Top of EXTRACT TO READ

Google Business Profile (GBP)
A business's listing in Google Search and Maps; a foundational local-SEO asset that must be accurate and actively managed.
Weedmaps
A leading cannabis directory and discovery platform; an essential listing for most consumer-facing dispensaries.
Leafly
A major cannabis directory and content platform; the other essential dispensary listing alongside Weedmaps.
NAP consistency
Keeping your Name, Address and Phone identical across all directories and listings — a local-ranking and trust signal.
Location page
A page dedicated to a specific store or service area, used to rank in each local market a business operates in.

Channels & metrics

Owned media
Channels you control — your website, blog, email list. The backbone of cannabis marketing given paid restrictions.
Earned media
Coverage and links you earn rather than pay for — PR, mentions, reviews.
Programmatic (cannabis-aware)
Automated ad buying through networks that permit compliant cannabis placements where mainstream platforms don't.
Conversion rate optimization (CRO)
Improving the share of visitors who take a desired action, such as requesting a consultation.
Customer acquisition cost (CAC)
The total cost to acquire one customer; central to budgeting in thin-margin verticals like retail.
Lead generation
Generating qualified inbound enquiries — the primary goal for most B2B cannabis-industry businesses.
Customer lifetime value (LTV)
The total revenue expected from a customer relationship; high-LTV verticals (law, real estate) justify patient marketing investment.

See the compliance guide, cannabis SEO guide and our advertising-restrictions reference.

Frequently asked questions

What is the difference between a plant-touching and an ancillary cannabis business?

Bottom of EXTRACT TO READ

== ACTIVITY ==
Rewrite the text on cannabis marketing terms between "Automated ad buying" and "patient marketing investment.", inclusive, changing "thin-margin" to "low-margin".

Top of SUPPLIED RECORDS

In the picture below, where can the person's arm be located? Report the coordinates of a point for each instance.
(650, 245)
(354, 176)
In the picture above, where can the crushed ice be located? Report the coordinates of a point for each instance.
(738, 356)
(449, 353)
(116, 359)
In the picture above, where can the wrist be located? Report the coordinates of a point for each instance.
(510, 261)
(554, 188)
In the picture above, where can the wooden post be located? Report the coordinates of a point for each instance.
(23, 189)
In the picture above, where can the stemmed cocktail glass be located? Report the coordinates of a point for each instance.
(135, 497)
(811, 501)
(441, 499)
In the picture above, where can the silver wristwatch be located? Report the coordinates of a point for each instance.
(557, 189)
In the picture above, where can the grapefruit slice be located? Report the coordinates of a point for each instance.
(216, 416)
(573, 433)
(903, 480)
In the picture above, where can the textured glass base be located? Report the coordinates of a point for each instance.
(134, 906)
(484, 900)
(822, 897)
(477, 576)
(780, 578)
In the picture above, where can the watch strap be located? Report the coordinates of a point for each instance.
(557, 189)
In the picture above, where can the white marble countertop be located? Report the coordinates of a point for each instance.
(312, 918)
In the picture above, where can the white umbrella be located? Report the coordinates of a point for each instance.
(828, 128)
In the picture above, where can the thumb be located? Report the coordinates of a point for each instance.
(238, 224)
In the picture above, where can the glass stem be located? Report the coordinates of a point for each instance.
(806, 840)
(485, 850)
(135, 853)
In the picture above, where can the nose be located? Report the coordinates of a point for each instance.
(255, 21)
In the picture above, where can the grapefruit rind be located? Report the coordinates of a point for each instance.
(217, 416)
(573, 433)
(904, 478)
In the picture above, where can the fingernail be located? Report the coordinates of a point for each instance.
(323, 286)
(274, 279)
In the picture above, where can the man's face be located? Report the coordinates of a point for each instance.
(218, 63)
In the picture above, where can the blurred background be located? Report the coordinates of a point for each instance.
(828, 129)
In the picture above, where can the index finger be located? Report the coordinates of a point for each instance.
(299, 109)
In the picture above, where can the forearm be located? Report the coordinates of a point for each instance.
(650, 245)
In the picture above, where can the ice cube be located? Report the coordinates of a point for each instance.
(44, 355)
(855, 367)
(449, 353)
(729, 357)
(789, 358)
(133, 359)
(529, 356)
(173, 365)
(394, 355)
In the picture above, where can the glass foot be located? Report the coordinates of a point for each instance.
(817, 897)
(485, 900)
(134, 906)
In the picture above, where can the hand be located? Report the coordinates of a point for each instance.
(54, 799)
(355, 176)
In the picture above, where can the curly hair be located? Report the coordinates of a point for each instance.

Bottom of SUPPLIED RECORDS

== SOLUTION TO THE PROBLEM ==
Automated ad buying through networks that permit compliant cannabis placements where mainstream platforms don't.
Conversion rate optimization (CRO)
Improving the share of visitors who take a desired action, such as requesting a consultation.
Customer acquisition cost (CAC)
The total cost to acquire one customer; central to budgeting in low-margin verticals like retail.
Lead generation
Generating qualified inbound enquiries — the primary goal for most B2B cannabis-industry businesses.
Customer lifetime value (LTV)
The total revenue expected from a customer relationship; high-LTV verticals (law, real estate) justify patient marketing investment.